■ **CONSIGNE 1**: D'après le passage choisi, dans quel but la direction des activités bénévoles et de l'engagement avait-elle demandé cette recherche ? Répondez en une à trois phrases.

■ **PASSAGE CHOISI**:

________________________________________

De septembre 2018 à septembre 2019, Estelle Fourat s’est immergée dans la vie de migrants en Île-de-France – 2 hommes, 2 femmes et 2 familles avec enfants – venant du Mali, de Tchétchénie, d’Afghanistan, de Guinée, en situation de dépendance alimentaire. La chercheure a suivi leurs pratiques alimentaires, en les accompagnant sur différents points de distribution alimentaire en Seine-Saint-Denis (93) : Restos du cœur, le Collectif du p’tit dej à Flandres, Cuisine des migrants et le centre de distribution de colis de la délégation Croix-Rouge de Saint-Denis. Ce projet de recherche intitulé « MIGRALIM : représentations et usages de l’aide alimentaire chez des primo- arrivants demandeurs d’asile en France » a été sélectionné par la Fondation Croix-Rouge française, répondant ainsi à une demande de la direction des activités bénévoles et de l’engagement (DABE), et a bénéficié de son accompagnement, la Croix- Rouge française en assurant le financement. « Notre demande initiale visait à mieux connaître les habitudes alimentaires de ces populations en vue d’améliorer leur accès à l’aide alimentaire et d’adapter nos dispositifs à leurs besoins réels », explique Valérie Bettinger, responsable du pôle Aides matérielles et financières à la DABE.

 

Constats et pistes d’action

En effet, en donnant la parole aux usagers de l’aide alimentaire, en partageant leur quotidien dans la durée, Estelle Fourat a pu faire un certain nombre de constats :
« Les décalages entre les aliments distribués et les possibilités de les cuisiner sont fréquents, par exemple les personnes n’ont pas toujours de moyen de cuisson ou de stockage. La méconnaissance des préférences alimentaires et le manque de produits de base tels qu’épices et condiments, très prisés, sont également avérés. En revanche, les individus font preuve d’une grande capacité d’adaptation, en  » bricolant  » des recettes selon leurs goûts, en faisant des échanges ou en concoctant des plats à plusieurs lorsqu’ils ont un réseau. » Pour Florent Clouet, chargé de mission Coordination migrants, « ces observations nous éclairent sur la dimension sociale et culturelle très forte de l’aide alimentaire. Il y a autour de l’alimentation beaucoup de solidarité et de convivialité. » « L’alimentation est créatrice de lien social, la chercheure le confirme : par le plaisir de cuisiner et de manger ensemble ; l’entraide
autour de la cuisine recrée une certaine normalité, rappelle les traditions culinaires et favorise la « renarcissisation » recherchée. »

D’une logique de survie à une logique « d’accueil alimentaire »

________________________________________

■ **EXTRAIT DE LISTE**:
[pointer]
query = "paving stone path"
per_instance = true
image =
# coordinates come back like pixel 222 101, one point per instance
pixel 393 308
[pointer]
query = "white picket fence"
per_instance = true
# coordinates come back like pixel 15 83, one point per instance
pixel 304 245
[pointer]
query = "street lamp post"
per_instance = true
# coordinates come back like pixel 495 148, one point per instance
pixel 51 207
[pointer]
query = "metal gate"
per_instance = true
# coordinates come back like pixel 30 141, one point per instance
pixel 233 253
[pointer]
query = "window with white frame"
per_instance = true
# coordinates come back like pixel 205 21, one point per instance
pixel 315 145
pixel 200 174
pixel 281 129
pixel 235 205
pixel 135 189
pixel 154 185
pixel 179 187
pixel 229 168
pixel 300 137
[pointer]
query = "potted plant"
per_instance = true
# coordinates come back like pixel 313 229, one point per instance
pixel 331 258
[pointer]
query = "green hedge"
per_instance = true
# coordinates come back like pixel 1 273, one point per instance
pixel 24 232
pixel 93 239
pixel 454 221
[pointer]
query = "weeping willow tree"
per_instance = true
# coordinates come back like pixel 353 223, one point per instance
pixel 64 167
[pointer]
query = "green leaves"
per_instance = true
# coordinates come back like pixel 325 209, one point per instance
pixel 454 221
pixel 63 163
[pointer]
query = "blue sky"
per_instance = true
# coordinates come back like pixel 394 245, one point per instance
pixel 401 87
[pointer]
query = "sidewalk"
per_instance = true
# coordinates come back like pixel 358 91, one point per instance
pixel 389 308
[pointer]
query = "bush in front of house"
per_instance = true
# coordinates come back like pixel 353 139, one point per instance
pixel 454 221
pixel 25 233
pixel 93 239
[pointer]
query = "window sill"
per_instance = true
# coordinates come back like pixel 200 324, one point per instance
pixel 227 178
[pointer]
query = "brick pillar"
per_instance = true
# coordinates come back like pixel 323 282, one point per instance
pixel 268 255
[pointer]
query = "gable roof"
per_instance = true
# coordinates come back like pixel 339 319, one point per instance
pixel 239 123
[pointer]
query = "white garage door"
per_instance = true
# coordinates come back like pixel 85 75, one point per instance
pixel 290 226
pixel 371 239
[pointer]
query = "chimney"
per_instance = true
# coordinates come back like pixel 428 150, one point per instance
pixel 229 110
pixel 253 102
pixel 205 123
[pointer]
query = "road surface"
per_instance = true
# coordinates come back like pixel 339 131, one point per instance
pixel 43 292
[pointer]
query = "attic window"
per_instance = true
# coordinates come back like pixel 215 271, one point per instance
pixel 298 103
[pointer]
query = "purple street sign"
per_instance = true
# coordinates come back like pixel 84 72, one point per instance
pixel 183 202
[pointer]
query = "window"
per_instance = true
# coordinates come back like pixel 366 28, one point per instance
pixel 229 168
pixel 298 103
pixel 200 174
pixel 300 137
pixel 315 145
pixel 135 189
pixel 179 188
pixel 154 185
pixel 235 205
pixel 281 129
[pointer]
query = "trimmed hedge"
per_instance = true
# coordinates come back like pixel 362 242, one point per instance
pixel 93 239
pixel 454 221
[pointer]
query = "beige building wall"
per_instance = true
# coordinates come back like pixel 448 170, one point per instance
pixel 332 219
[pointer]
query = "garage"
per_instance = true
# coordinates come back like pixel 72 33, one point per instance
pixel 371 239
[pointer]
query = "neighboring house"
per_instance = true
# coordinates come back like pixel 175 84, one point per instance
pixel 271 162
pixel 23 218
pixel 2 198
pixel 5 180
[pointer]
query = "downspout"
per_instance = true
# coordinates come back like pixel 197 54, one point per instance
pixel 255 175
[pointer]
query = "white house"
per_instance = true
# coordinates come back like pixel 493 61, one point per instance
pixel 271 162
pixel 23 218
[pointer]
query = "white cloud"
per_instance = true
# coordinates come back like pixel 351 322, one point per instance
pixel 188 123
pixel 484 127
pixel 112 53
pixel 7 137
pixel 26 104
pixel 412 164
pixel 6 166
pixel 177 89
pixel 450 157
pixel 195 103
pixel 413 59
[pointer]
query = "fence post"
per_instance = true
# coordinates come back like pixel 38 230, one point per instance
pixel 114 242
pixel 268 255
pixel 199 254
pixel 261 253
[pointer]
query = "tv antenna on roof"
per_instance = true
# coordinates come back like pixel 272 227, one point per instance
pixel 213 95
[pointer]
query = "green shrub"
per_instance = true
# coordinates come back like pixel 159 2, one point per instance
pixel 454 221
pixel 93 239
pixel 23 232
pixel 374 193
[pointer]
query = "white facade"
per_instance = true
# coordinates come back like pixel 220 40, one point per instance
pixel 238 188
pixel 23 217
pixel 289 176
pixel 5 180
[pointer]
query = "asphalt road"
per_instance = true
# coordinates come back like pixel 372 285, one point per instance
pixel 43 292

________________________________________

■ **CONSIGNE 2**: Comptez les lignes de la liste qui contiennent le mot « street », en tenant compte des majuscules et des minuscules. Donnez seulement le nombre.

■ **BONNE RÉPONSE 1**: Elle voulait mieux connaître les habitudes alimentaires de ces migrants. Le but était d'améliorer leur accès à l'aide alimentaire et d'adapter ses dispositifs à leurs besoins réels.

■ **BONNE RÉPONSE 2**: 2